MATERIAL PROVIDED:
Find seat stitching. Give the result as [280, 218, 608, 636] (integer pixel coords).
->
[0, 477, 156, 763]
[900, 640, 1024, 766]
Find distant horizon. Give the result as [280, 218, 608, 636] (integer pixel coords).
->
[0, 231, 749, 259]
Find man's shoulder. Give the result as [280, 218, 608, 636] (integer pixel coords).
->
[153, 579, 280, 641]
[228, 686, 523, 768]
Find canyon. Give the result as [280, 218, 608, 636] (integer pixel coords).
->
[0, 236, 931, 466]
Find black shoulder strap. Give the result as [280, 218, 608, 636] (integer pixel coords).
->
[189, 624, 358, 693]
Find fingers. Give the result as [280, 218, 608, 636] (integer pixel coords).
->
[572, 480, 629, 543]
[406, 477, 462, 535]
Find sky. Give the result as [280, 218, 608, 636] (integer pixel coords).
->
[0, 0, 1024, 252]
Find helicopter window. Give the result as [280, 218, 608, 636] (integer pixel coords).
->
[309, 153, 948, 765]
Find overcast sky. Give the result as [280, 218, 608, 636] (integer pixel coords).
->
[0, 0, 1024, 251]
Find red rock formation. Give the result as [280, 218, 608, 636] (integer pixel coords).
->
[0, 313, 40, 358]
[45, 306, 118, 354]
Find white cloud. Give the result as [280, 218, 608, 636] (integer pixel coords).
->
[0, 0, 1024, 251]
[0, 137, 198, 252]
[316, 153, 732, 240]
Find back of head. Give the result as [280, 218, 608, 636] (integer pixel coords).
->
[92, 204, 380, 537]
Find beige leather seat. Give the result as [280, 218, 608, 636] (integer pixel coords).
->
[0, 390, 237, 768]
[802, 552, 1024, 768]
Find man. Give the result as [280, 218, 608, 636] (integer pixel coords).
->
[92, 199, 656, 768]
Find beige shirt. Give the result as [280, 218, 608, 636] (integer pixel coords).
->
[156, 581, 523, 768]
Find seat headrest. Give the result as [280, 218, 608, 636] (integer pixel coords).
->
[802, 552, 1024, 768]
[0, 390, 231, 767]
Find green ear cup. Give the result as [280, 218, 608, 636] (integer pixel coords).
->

WHAT YOU SHOULD DO:
Copy every line from the top down through the one containing "[0, 0, 1024, 252]", with "gorge" in place of "canyon" and nothing else changed.

CORRECT RESPONSE:
Find seat stitching. Give the result as [280, 218, 608, 636] (integer pixel coords).
->
[0, 477, 156, 763]
[900, 640, 1024, 766]
Find distant horizon. Give the result as [280, 218, 608, 636] (integer pixel coords).
->
[0, 231, 749, 259]
Find man's shoulder. Give the result as [280, 218, 608, 636] (integer pixel coords).
->
[153, 579, 280, 641]
[228, 686, 523, 768]
Find gorge. Give the result as [280, 218, 608, 636] (integer pixel coords).
->
[0, 236, 931, 466]
Find black shoulder strap. Give the result as [280, 218, 608, 636] (integer pixel coords).
->
[189, 624, 358, 693]
Find fingers. Give the result as [280, 218, 608, 636] (integer pixel coords).
->
[572, 480, 629, 543]
[406, 477, 462, 535]
Find sky. Give the result as [280, 218, 608, 636] (integer pixel coords).
->
[0, 0, 1024, 252]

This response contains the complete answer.